Location annotation dataset excerpts:
######
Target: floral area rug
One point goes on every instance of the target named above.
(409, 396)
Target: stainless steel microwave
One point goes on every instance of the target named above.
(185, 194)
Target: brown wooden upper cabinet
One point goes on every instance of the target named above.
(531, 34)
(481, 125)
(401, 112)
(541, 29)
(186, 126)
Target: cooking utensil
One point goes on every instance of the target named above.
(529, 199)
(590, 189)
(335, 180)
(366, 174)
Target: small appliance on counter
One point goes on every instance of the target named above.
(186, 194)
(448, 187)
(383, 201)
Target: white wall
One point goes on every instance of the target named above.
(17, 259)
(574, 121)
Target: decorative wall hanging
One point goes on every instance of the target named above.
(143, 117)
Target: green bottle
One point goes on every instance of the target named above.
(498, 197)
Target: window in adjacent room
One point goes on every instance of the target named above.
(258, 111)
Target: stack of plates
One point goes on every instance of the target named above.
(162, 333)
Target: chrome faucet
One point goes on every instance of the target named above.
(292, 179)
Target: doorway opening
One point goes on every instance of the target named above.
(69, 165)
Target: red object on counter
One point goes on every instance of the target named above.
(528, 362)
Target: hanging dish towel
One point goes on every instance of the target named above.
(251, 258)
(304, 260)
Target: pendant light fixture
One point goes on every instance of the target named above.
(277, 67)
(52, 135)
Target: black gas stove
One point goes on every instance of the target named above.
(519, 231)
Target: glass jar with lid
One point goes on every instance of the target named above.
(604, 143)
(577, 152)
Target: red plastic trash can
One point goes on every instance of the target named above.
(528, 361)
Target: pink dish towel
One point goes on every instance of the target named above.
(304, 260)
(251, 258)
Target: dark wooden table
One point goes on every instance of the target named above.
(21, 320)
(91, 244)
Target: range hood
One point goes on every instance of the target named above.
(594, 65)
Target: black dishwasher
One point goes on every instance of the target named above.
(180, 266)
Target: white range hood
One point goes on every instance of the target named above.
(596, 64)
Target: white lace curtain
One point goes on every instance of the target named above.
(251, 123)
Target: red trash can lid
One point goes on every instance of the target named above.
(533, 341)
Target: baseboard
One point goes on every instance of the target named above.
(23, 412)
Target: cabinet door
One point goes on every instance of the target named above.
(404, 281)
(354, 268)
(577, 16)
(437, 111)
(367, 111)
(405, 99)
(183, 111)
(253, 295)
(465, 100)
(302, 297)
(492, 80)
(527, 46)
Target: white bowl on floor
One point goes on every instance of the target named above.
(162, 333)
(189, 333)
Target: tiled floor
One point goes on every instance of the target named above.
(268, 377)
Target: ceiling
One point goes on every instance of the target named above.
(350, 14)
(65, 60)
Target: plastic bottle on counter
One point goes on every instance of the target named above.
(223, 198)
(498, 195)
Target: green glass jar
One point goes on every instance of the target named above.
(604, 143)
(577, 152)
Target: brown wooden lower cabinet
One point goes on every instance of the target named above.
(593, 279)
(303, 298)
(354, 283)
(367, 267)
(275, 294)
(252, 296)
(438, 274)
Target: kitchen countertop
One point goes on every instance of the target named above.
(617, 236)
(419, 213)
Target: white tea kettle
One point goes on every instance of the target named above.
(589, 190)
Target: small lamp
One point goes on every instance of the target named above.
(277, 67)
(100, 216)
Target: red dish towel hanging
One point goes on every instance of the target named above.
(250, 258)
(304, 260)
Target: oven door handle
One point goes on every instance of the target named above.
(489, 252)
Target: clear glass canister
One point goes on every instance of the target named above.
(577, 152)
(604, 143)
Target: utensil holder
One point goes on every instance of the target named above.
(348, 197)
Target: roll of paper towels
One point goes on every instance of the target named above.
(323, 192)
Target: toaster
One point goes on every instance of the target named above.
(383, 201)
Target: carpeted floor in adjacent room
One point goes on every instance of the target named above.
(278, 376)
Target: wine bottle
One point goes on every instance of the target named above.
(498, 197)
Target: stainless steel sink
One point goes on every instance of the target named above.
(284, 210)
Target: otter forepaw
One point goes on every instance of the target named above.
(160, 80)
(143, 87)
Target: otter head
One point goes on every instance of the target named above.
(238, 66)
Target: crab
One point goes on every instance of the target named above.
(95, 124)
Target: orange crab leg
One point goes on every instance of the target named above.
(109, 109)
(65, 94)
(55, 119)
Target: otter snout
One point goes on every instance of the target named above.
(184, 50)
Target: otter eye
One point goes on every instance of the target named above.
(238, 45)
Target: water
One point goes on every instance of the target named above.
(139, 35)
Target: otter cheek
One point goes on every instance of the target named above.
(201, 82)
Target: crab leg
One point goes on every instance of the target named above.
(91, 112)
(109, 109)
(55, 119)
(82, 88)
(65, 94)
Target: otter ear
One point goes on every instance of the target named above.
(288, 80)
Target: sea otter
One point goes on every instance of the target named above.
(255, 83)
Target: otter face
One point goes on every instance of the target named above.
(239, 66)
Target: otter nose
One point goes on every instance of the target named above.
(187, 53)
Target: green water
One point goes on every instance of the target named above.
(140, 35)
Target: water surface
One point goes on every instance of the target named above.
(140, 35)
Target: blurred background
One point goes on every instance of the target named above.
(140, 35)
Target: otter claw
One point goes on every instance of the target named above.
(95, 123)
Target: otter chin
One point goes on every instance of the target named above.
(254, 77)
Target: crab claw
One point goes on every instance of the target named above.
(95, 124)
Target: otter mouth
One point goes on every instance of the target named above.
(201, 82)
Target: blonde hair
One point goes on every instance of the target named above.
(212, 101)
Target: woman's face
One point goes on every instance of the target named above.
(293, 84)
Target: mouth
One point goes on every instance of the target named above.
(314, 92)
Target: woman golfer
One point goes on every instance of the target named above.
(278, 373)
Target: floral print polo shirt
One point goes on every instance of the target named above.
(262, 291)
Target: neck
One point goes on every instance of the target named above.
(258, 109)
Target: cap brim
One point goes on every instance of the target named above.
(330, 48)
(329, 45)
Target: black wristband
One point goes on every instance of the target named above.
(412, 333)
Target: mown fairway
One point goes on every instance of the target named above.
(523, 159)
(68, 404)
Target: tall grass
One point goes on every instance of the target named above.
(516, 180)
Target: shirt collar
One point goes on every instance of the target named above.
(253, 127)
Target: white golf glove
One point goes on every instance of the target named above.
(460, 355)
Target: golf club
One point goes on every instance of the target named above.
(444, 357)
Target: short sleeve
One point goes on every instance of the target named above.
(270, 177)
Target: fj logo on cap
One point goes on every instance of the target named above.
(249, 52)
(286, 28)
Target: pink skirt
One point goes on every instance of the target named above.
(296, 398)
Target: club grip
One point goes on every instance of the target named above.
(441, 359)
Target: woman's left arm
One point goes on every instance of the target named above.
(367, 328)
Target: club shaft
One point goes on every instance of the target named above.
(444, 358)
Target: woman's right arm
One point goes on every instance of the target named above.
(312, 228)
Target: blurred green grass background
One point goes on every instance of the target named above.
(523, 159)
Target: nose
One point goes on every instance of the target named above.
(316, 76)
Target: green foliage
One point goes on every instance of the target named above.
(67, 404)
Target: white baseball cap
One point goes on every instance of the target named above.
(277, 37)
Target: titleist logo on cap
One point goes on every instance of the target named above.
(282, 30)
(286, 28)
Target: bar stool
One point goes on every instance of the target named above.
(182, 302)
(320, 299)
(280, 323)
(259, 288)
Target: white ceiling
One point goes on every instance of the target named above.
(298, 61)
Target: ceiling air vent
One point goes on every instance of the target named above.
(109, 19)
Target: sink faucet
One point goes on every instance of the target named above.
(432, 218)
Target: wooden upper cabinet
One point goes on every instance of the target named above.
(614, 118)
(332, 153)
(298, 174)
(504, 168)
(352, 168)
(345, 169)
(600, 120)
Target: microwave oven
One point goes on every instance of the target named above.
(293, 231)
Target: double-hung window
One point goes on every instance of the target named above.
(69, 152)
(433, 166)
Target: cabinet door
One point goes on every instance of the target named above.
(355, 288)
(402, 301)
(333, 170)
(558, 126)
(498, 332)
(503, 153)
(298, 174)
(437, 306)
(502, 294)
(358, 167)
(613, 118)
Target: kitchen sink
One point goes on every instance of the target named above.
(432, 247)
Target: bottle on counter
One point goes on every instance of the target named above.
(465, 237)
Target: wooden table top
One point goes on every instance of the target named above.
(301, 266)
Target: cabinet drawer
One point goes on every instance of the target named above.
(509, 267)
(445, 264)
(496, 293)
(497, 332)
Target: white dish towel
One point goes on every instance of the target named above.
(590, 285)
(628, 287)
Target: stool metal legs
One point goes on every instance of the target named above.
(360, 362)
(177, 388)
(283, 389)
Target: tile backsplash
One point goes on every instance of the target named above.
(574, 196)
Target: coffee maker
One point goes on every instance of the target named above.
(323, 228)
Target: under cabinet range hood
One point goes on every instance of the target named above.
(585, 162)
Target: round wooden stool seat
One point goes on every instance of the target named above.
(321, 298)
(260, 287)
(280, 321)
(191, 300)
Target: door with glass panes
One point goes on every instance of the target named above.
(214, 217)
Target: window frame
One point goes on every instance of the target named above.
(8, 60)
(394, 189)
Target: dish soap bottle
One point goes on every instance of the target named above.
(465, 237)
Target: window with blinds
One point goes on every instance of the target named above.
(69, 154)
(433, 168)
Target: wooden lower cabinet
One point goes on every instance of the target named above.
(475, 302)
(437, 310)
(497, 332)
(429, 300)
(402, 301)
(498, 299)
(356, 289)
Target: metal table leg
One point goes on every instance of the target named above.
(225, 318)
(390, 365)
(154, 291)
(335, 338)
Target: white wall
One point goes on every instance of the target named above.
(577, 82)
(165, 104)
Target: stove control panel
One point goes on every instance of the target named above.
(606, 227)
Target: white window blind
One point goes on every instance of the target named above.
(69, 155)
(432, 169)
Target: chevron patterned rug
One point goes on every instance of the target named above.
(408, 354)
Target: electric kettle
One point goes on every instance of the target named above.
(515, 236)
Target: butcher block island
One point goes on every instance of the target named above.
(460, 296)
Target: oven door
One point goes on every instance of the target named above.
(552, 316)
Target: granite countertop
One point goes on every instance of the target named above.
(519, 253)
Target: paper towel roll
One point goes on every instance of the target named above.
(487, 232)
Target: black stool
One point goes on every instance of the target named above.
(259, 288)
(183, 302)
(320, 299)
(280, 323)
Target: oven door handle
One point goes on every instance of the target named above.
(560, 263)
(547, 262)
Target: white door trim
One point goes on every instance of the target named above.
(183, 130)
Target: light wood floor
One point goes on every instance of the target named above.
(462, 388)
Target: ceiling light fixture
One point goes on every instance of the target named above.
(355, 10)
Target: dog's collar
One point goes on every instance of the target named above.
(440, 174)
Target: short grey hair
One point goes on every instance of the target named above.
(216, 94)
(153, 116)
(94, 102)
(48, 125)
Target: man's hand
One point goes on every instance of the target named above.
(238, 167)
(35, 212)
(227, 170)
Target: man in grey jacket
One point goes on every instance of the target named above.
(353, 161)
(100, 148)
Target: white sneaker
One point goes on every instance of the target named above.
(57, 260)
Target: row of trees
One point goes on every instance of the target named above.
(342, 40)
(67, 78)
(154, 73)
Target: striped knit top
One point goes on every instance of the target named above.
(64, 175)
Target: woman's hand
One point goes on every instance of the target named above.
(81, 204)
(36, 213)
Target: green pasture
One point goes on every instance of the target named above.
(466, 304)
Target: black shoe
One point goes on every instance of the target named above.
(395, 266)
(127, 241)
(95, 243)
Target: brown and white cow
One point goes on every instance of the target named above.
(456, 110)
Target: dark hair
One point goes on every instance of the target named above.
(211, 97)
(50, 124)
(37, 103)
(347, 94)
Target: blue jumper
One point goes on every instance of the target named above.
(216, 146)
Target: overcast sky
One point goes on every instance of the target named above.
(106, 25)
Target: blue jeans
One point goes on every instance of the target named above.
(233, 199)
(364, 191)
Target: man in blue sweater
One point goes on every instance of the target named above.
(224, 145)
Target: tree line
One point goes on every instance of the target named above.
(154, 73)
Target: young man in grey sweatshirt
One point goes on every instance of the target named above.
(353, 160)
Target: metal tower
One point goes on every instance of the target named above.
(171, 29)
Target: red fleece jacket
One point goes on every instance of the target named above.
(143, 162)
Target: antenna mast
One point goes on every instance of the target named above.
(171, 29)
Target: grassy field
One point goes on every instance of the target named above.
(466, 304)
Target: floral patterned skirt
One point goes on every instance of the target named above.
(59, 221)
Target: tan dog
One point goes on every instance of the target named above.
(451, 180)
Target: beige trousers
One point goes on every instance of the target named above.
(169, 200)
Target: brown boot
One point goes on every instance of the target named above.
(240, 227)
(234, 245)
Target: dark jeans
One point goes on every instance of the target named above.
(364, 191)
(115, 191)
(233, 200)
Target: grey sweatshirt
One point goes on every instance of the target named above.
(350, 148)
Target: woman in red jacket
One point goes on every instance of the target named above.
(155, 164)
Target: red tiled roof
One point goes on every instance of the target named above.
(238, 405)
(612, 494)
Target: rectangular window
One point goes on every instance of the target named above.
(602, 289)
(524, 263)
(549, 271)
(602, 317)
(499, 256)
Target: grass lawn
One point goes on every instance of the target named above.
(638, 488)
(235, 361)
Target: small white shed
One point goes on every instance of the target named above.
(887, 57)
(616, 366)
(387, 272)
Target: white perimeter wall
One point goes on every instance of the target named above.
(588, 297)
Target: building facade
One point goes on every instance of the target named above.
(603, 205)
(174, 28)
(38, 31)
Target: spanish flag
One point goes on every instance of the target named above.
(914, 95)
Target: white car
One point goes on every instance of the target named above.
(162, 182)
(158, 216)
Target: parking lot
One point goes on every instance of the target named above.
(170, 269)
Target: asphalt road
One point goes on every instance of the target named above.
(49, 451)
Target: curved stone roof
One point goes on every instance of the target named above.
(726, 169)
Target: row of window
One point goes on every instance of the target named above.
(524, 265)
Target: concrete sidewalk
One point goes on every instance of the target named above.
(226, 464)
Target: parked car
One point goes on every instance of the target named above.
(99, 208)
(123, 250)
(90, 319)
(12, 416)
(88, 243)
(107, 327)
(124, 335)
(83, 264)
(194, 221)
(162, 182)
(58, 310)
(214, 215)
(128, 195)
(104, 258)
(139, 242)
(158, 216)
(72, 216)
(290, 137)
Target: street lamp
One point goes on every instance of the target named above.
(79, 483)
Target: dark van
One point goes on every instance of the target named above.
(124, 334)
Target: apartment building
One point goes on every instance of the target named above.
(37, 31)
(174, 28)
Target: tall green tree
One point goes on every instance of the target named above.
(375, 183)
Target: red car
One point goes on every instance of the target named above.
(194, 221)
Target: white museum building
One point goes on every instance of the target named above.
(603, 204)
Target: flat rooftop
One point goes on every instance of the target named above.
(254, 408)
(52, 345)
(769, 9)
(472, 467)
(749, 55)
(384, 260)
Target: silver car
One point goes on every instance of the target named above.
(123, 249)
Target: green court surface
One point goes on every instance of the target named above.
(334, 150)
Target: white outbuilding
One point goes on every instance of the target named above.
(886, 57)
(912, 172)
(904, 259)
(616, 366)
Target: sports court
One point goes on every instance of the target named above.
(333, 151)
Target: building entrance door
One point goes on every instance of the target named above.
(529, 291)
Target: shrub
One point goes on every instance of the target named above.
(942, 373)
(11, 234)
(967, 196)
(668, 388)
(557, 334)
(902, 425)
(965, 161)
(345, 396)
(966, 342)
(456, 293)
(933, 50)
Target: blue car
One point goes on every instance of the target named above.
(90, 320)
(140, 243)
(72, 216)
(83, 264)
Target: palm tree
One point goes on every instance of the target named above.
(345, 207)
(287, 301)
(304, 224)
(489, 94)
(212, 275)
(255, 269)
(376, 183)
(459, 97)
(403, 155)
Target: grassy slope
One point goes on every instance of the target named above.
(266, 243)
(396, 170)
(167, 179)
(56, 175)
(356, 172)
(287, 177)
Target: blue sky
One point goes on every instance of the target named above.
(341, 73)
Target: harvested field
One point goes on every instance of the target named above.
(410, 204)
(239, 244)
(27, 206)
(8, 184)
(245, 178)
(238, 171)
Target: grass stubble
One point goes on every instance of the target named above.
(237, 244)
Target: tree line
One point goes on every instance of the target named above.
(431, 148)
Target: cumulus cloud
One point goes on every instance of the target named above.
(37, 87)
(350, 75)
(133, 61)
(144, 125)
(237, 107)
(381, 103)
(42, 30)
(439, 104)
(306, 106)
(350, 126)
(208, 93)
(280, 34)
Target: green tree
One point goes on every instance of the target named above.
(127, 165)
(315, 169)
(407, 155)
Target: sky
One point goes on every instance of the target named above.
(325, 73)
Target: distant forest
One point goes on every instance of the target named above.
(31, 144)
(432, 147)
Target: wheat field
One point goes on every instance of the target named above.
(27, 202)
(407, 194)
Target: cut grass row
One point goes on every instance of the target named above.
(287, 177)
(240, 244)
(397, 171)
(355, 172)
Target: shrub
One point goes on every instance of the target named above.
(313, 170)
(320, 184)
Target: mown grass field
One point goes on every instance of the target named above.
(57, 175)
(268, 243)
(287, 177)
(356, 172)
######
Write out again, exactly, the lines from the one holding "Target: green tree" through the end of the listing, with both ends included.

Response to the task:
Target: green tree
One point goes on every instance of the target named above.
(127, 165)
(315, 169)
(407, 155)
Target: sky
One point goes on every instance of the target named above.
(325, 73)
Target: distant forest
One point goes on every instance of the target named above.
(31, 144)
(432, 147)
Target: wheat field
One point goes on every instance of the target named above.
(27, 202)
(407, 194)
Target: cut grass row
One point goes on every instance of the target named above.
(287, 177)
(240, 244)
(397, 171)
(355, 172)
Target: shrub
One point goes on every instance of the target named above.
(313, 170)
(320, 184)
Target: mown grass field
One point goes on every instance of the target named above.
(57, 175)
(268, 243)
(287, 177)
(356, 172)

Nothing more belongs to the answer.